GIVEN EXERCISE:
Rewrite the part of the entries that starts with the line containing "Place one keypoint on each instance of the bird's head" and runs through the end of the entries, changing "keypoint" to "marker" and leaving everything else unchanged. Omit the pictures from your answer.

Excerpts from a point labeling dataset
========

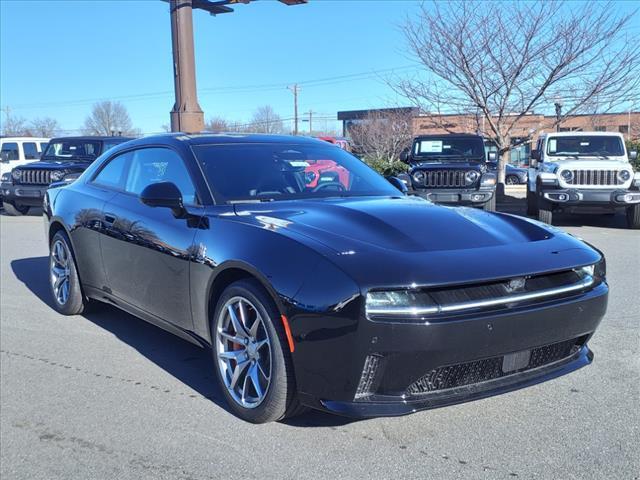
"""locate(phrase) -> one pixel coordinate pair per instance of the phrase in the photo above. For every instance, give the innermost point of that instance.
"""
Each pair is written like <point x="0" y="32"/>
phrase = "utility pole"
<point x="295" y="89"/>
<point x="186" y="116"/>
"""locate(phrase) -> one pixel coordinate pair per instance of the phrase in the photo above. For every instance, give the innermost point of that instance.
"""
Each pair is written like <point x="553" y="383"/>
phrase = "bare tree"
<point x="12" y="125"/>
<point x="108" y="118"/>
<point x="44" y="127"/>
<point x="266" y="120"/>
<point x="217" y="124"/>
<point x="502" y="63"/>
<point x="380" y="138"/>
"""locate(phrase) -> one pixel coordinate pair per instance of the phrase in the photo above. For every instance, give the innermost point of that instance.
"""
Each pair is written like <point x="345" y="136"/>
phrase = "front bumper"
<point x="586" y="197"/>
<point x="456" y="196"/>
<point x="408" y="353"/>
<point x="29" y="195"/>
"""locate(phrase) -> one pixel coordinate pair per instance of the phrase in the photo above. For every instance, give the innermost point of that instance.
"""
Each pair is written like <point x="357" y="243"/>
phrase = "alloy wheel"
<point x="60" y="271"/>
<point x="243" y="351"/>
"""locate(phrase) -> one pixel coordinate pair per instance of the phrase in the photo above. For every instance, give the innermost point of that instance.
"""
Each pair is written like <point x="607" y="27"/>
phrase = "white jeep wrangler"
<point x="577" y="170"/>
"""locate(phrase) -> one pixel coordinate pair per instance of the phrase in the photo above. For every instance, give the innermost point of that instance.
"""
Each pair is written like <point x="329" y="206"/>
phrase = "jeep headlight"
<point x="567" y="175"/>
<point x="419" y="177"/>
<point x="57" y="175"/>
<point x="400" y="303"/>
<point x="471" y="176"/>
<point x="624" y="175"/>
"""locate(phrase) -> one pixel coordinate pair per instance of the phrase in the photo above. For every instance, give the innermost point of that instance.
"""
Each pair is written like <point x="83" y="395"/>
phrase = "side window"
<point x="112" y="174"/>
<point x="154" y="165"/>
<point x="30" y="150"/>
<point x="9" y="152"/>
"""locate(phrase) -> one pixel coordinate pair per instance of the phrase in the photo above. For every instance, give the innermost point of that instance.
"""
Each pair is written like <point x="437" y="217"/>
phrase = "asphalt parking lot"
<point x="106" y="395"/>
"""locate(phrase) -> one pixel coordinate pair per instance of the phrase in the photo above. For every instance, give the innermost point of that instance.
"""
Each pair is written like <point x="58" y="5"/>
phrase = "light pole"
<point x="558" y="105"/>
<point x="186" y="115"/>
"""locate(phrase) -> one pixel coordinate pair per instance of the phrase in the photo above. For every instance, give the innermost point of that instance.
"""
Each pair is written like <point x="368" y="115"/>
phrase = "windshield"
<point x="585" y="145"/>
<point x="73" y="149"/>
<point x="264" y="172"/>
<point x="449" y="147"/>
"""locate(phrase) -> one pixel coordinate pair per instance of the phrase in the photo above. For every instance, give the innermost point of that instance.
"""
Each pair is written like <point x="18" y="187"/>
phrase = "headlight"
<point x="400" y="303"/>
<point x="57" y="175"/>
<point x="567" y="175"/>
<point x="488" y="179"/>
<point x="419" y="176"/>
<point x="624" y="175"/>
<point x="471" y="176"/>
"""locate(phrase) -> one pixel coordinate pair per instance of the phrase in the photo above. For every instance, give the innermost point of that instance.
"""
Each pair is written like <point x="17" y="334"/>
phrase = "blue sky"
<point x="58" y="57"/>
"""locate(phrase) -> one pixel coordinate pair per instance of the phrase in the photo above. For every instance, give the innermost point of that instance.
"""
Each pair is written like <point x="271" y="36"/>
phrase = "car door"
<point x="146" y="250"/>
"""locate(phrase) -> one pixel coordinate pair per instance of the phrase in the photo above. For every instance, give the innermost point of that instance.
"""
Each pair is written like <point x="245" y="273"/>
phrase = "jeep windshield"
<point x="279" y="171"/>
<point x="78" y="150"/>
<point x="449" y="148"/>
<point x="585" y="146"/>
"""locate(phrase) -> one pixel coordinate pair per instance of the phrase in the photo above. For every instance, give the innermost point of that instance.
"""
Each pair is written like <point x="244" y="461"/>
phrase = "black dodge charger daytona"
<point x="316" y="282"/>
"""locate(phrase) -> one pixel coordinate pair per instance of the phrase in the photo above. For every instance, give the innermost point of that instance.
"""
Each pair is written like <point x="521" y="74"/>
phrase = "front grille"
<point x="445" y="178"/>
<point x="595" y="177"/>
<point x="35" y="177"/>
<point x="479" y="371"/>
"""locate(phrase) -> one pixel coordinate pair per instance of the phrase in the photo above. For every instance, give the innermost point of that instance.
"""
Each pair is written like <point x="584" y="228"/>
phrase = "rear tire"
<point x="64" y="283"/>
<point x="15" y="210"/>
<point x="247" y="364"/>
<point x="490" y="206"/>
<point x="532" y="203"/>
<point x="633" y="217"/>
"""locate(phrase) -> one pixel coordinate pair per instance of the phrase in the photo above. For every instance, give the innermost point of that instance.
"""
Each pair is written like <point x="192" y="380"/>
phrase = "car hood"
<point x="56" y="165"/>
<point x="410" y="240"/>
<point x="592" y="163"/>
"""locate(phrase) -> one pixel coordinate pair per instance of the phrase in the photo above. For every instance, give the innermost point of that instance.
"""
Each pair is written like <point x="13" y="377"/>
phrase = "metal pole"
<point x="186" y="116"/>
<point x="295" y="89"/>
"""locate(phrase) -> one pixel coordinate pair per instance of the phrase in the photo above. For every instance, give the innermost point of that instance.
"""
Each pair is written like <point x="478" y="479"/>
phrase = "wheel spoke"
<point x="237" y="325"/>
<point x="237" y="372"/>
<point x="237" y="355"/>
<point x="255" y="380"/>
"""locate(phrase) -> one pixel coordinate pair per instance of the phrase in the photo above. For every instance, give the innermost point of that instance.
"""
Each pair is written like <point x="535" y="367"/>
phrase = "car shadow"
<point x="190" y="364"/>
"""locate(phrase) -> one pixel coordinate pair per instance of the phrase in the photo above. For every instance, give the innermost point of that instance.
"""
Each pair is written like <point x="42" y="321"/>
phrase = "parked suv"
<point x="64" y="158"/>
<point x="451" y="169"/>
<point x="576" y="170"/>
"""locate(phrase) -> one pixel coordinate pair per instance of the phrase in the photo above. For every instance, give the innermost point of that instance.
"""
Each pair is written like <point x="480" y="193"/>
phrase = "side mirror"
<point x="399" y="184"/>
<point x="163" y="194"/>
<point x="404" y="155"/>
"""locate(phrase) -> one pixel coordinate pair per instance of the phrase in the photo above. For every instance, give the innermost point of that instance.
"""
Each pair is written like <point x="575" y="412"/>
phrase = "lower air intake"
<point x="461" y="374"/>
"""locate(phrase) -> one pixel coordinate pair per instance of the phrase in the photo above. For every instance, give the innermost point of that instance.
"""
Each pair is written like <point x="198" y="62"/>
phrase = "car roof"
<point x="577" y="133"/>
<point x="92" y="137"/>
<point x="206" y="138"/>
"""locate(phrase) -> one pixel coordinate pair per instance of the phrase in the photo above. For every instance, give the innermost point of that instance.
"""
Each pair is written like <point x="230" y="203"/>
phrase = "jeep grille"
<point x="35" y="177"/>
<point x="595" y="177"/>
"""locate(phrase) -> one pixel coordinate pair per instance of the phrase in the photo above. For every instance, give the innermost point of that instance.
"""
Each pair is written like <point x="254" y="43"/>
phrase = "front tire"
<point x="64" y="282"/>
<point x="251" y="355"/>
<point x="633" y="217"/>
<point x="15" y="210"/>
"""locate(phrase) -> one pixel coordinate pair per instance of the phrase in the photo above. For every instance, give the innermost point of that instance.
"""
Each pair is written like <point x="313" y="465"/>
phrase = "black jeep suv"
<point x="451" y="169"/>
<point x="64" y="159"/>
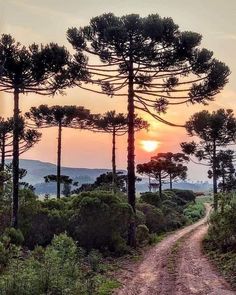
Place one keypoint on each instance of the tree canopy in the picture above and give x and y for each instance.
(215, 130)
(152, 63)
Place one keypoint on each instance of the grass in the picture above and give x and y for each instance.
(108, 287)
(225, 262)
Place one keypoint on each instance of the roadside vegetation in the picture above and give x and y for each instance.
(65, 244)
(220, 242)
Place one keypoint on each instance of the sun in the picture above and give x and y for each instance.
(149, 145)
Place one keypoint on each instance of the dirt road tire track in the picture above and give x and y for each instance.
(152, 277)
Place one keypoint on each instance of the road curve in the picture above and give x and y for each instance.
(152, 275)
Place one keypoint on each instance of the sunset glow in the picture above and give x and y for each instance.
(149, 145)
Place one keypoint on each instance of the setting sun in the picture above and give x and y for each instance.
(149, 145)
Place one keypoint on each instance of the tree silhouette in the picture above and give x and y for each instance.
(117, 125)
(60, 117)
(152, 63)
(173, 165)
(27, 138)
(65, 180)
(215, 130)
(225, 170)
(165, 166)
(35, 69)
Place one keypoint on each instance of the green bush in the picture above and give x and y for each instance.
(142, 234)
(58, 271)
(194, 211)
(186, 195)
(222, 230)
(15, 236)
(154, 217)
(99, 217)
(220, 242)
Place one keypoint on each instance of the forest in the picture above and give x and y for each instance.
(104, 237)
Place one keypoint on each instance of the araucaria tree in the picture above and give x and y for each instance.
(35, 69)
(152, 63)
(27, 138)
(60, 117)
(225, 170)
(165, 167)
(174, 165)
(117, 125)
(215, 130)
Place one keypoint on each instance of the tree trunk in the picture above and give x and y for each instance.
(131, 156)
(214, 177)
(15, 161)
(2, 162)
(223, 181)
(149, 183)
(114, 160)
(171, 186)
(160, 186)
(59, 162)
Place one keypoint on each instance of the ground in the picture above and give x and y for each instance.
(175, 266)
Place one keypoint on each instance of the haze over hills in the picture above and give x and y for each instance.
(36, 170)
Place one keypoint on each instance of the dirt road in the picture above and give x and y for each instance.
(176, 266)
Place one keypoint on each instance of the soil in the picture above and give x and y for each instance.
(175, 266)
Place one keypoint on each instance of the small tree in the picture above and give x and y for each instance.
(174, 165)
(65, 180)
(152, 63)
(215, 130)
(37, 69)
(165, 166)
(27, 138)
(117, 125)
(225, 170)
(60, 117)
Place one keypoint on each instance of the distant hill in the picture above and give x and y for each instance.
(36, 170)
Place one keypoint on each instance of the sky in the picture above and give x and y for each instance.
(44, 21)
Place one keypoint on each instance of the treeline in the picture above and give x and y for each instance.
(148, 60)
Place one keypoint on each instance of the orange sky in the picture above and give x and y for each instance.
(29, 21)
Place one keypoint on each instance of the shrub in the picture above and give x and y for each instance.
(194, 211)
(15, 236)
(58, 271)
(142, 234)
(99, 220)
(222, 230)
(186, 195)
(151, 198)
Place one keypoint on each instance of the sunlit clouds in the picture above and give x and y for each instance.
(149, 145)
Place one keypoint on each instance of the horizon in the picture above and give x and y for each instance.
(23, 20)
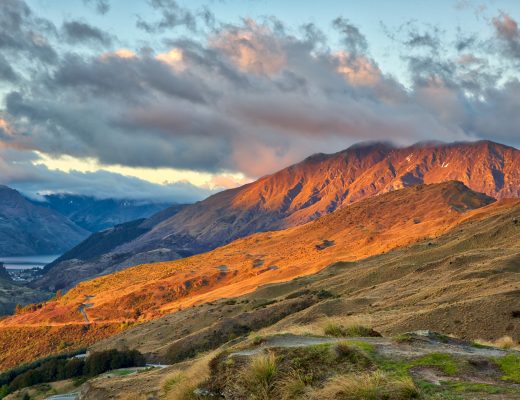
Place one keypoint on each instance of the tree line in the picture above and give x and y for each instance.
(58, 369)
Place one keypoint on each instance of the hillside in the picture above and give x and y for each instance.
(373, 226)
(28, 229)
(95, 215)
(303, 192)
(12, 294)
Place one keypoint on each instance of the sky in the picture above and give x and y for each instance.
(174, 100)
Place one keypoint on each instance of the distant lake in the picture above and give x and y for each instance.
(27, 262)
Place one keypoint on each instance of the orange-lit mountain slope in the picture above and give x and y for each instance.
(145, 292)
(366, 228)
(303, 192)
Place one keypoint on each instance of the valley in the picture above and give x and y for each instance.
(416, 247)
(301, 193)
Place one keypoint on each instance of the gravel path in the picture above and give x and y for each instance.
(421, 344)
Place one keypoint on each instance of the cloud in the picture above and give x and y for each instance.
(17, 169)
(250, 97)
(81, 32)
(22, 32)
(101, 6)
(172, 16)
(509, 35)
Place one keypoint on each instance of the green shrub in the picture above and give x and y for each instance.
(510, 366)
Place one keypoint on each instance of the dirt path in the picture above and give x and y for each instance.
(84, 306)
(421, 343)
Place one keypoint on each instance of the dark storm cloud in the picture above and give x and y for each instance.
(128, 79)
(81, 32)
(254, 96)
(21, 31)
(7, 72)
(509, 35)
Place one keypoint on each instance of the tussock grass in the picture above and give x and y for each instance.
(293, 385)
(367, 386)
(505, 342)
(180, 384)
(259, 375)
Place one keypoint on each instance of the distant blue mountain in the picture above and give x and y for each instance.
(96, 215)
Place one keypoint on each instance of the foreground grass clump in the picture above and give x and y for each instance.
(368, 386)
(510, 366)
(335, 329)
(258, 377)
(284, 373)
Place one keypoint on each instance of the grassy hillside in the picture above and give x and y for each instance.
(415, 286)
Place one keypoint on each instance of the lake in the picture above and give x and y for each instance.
(27, 262)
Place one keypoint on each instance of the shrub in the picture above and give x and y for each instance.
(57, 369)
(510, 366)
(505, 342)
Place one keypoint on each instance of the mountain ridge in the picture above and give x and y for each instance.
(28, 229)
(378, 225)
(312, 188)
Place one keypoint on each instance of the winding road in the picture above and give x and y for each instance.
(84, 306)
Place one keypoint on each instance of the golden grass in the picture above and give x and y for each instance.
(367, 386)
(291, 386)
(258, 377)
(180, 384)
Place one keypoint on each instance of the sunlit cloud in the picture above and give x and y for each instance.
(159, 176)
(173, 58)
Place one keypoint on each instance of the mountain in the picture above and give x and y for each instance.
(95, 215)
(301, 193)
(28, 229)
(417, 216)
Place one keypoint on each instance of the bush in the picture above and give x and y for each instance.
(59, 368)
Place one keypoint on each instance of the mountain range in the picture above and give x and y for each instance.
(95, 215)
(315, 187)
(29, 229)
(423, 228)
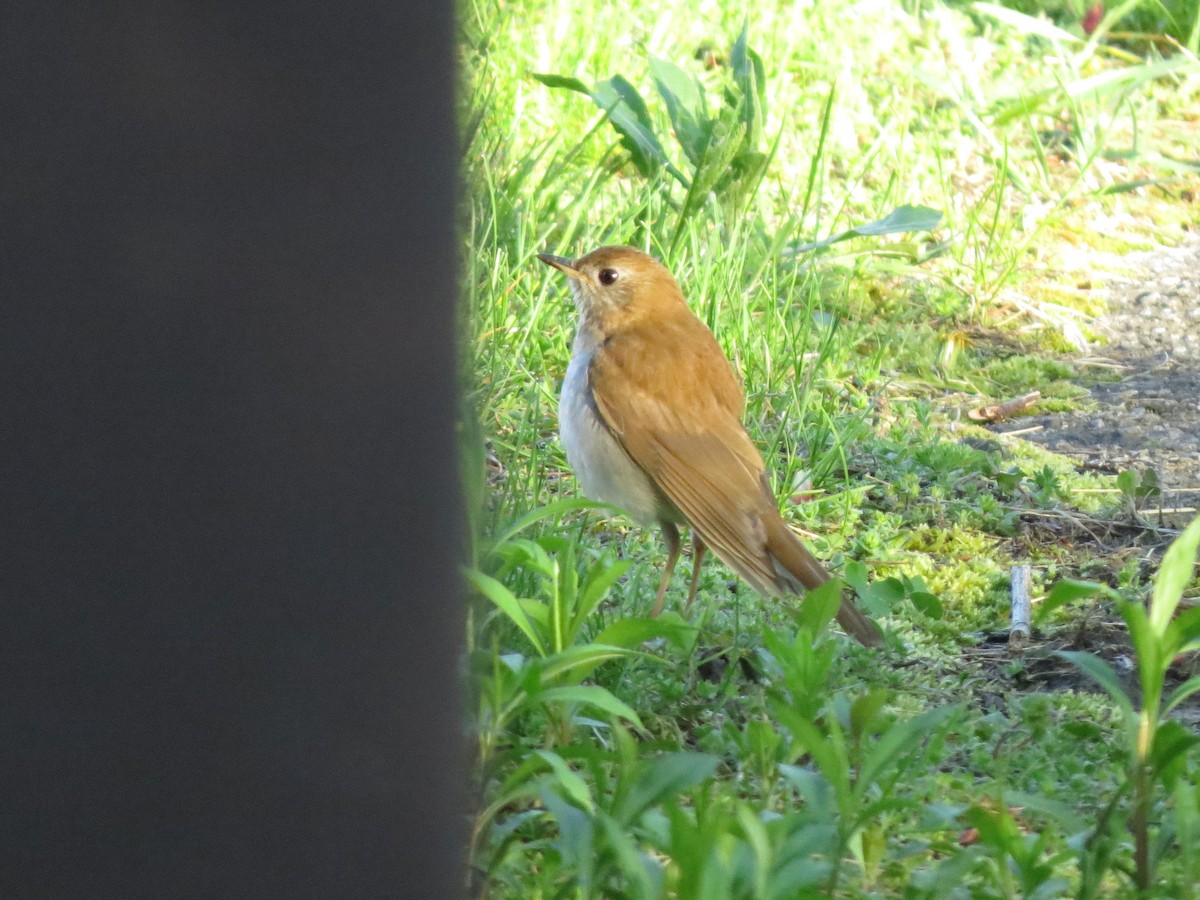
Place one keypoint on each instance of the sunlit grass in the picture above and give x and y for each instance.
(861, 361)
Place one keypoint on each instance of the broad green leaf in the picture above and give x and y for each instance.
(574, 786)
(634, 633)
(685, 108)
(642, 875)
(819, 606)
(628, 113)
(1103, 675)
(507, 603)
(903, 219)
(897, 741)
(576, 837)
(551, 510)
(663, 777)
(865, 709)
(582, 659)
(593, 696)
(1175, 573)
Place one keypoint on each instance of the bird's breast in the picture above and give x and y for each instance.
(601, 466)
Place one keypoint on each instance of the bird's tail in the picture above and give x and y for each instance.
(793, 558)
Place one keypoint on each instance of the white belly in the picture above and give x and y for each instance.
(601, 466)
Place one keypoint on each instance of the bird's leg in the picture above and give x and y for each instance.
(671, 535)
(697, 557)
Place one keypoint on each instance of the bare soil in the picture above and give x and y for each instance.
(1150, 419)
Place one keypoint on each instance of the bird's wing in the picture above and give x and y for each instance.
(667, 394)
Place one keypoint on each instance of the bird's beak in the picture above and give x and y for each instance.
(564, 265)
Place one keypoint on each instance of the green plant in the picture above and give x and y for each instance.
(1157, 748)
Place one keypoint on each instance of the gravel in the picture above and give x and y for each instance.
(1150, 418)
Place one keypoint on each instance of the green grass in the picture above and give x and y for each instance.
(743, 751)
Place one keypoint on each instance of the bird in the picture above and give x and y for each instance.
(651, 419)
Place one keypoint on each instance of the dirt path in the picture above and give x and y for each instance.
(1151, 417)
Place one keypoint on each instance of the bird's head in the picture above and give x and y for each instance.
(616, 281)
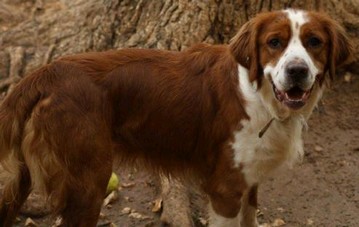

========

ANSWER TO THIS PROBLEM:
Place one marker on each instance of the bird's head in the picture above and give x and y for each instance.
(616, 281)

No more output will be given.